Cold, flu, bronchitis and other viruses have affected a number of Georgians this winter. It may be difficult to think about flu season when the outdoor temperatures remain at 70-plus degrees, but we are still in flu season and to avoid illness, proper precautions must be taken.
University of Georgia Cooperative Extension offers a few tips to help beat the bugs this flu season.
First, we must wash our hands. Most of us wash our hands, just not properly. Hands should be washed for 20 seconds with warm soap and water to effectively clean them. Also, contrary to what my children believe, sanitizer is not a replacement for hand-washing. Sanitizer can be used in the event that soap and water are not available, but soap and water are always the best choice for hand-washing.
There are different levels of clean. Cleaning is the process of removing physical dirt. It does not remove germs, mold or other harmful bacteria that make us ill. Cleaning is generally done with soap or detergent and water. It is also the lowest level of clean. When someone has been ill in your home, you may want a higher level of clean.
Sanitizing is the process of decreasing germs to levels at which illness does not occur. This process often involves the use of a sanitizing solution. Most of us use a bleach-and-water solution to achieve this level of clean. With bleach, remember that less is best.
# # #
## Assignment 1
Extract the part of the flu season article from "University of Georgia" to "higher level of clean.".
## Assignment 2
According to the flu season article, how long should hands be washed to clean them effectively?
The collected data has nothing to do with the flu season article.

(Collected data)
# # #
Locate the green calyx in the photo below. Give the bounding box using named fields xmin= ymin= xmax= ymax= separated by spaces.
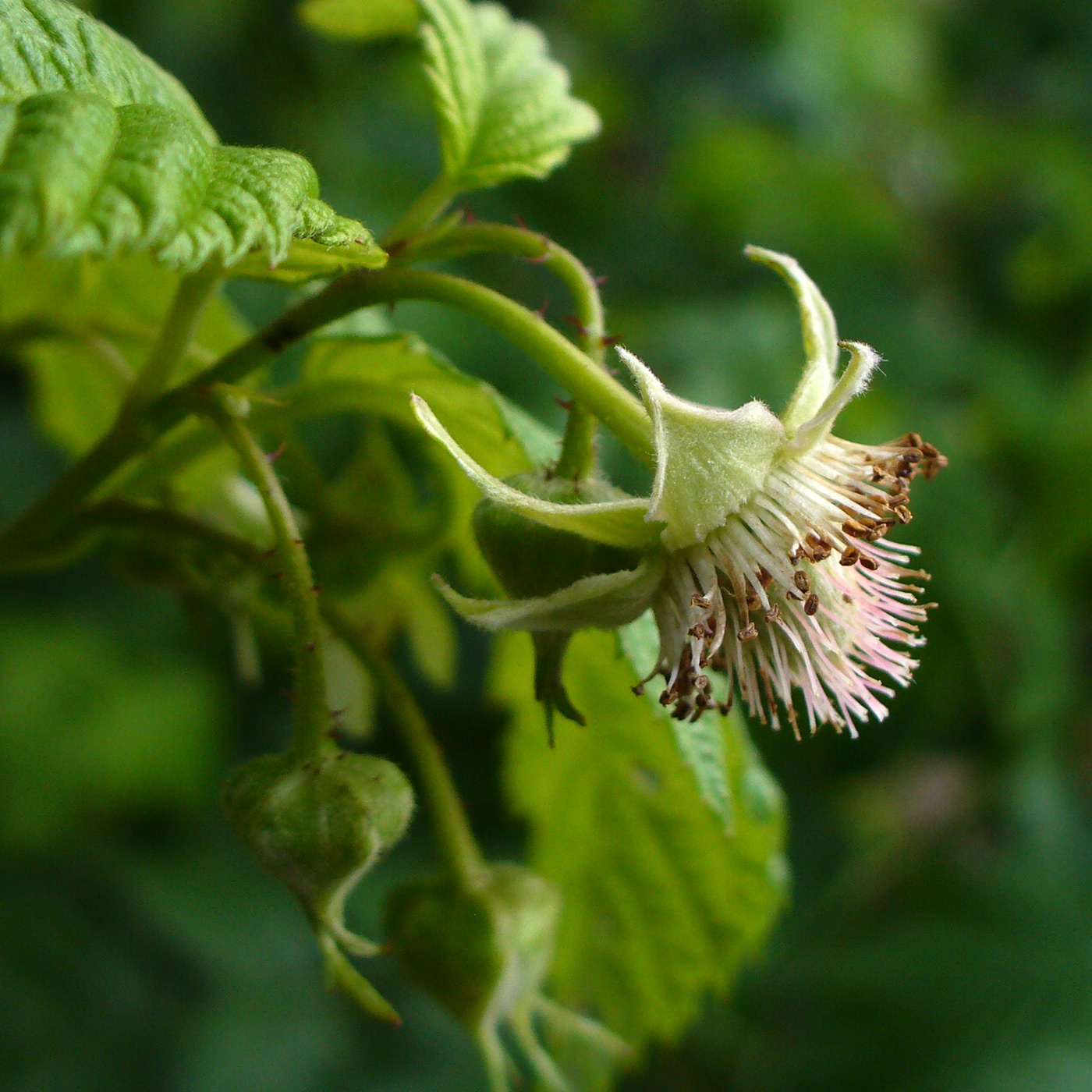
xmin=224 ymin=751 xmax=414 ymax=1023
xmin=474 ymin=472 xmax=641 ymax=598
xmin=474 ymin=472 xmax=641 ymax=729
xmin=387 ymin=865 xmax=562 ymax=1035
# # #
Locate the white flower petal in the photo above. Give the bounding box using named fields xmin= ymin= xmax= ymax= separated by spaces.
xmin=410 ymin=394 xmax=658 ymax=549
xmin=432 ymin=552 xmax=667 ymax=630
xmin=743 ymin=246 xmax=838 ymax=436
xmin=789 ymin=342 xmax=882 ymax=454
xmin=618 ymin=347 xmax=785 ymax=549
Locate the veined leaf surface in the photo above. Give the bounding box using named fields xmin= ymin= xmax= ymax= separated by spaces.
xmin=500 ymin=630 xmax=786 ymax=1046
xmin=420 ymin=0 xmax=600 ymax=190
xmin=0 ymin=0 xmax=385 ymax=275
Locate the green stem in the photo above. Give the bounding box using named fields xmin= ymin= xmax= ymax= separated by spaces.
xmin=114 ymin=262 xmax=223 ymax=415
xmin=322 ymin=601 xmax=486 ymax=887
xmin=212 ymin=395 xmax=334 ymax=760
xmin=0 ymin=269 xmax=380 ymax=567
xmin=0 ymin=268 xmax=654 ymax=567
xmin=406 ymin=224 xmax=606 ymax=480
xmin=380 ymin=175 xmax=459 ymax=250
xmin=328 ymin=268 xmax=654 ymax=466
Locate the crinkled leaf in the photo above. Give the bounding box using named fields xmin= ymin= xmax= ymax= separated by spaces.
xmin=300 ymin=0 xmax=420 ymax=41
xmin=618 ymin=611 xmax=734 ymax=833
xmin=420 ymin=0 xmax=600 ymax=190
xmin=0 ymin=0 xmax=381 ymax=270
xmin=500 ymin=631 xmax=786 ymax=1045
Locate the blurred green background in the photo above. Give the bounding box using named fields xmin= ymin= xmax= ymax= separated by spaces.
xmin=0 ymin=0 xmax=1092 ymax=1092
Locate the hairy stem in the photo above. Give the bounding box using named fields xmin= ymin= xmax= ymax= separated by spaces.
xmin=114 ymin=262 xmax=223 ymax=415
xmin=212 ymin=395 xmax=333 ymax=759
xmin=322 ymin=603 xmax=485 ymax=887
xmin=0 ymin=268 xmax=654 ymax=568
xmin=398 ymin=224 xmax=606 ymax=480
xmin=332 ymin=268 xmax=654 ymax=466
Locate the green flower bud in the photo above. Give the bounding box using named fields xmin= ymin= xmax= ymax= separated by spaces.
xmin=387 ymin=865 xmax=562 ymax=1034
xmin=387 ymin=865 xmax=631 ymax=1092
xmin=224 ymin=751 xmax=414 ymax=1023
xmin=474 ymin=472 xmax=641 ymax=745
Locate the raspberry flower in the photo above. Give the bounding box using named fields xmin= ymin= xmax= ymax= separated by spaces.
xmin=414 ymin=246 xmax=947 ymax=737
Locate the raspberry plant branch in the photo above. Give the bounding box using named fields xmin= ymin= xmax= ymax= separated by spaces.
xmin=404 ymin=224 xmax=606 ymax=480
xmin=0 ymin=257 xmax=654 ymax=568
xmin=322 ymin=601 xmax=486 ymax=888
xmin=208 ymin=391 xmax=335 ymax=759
# # #
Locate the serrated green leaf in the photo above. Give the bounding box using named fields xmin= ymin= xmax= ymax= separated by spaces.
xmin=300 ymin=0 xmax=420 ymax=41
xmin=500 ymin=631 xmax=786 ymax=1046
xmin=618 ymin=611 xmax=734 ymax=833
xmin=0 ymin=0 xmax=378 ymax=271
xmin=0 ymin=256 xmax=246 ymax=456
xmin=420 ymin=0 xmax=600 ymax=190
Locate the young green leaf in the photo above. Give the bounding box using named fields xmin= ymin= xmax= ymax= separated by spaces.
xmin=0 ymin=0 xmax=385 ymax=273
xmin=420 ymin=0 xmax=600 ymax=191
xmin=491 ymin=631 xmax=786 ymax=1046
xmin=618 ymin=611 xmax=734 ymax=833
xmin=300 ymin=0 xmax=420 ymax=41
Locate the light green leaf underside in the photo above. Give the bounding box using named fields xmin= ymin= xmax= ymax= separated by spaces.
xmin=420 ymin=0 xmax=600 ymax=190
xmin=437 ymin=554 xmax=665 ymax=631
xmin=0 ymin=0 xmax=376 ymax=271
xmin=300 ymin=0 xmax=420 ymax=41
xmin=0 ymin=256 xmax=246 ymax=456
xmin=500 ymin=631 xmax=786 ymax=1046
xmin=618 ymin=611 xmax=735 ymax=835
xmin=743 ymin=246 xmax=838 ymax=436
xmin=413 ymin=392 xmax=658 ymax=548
# # #
## Result 1
University of Georgia Cooperative Extension offers a few tips to help beat the bugs this flu season.
First, we must wash our hands. Most of us wash our hands, just not properly. Hands should be washed for 20 seconds with warm soap and water to effectively clean them. Also, contrary to what my children believe, sanitizer is not a replacement for hand-washing. Sanitizer can be used in the event that soap and water are not available, but soap and water are always the best choice for hand-washing.
There are different levels of clean. Cleaning is the process of removing physical dirt. It does not remove germs, mold or other harmful bacteria that make us ill. Cleaning is generally done with soap or detergent and water. It is also the lowest level of clean. When someone has been ill in your home, you may want a higher level of clean.

## Result 2
20 seconds, with warm soap and water.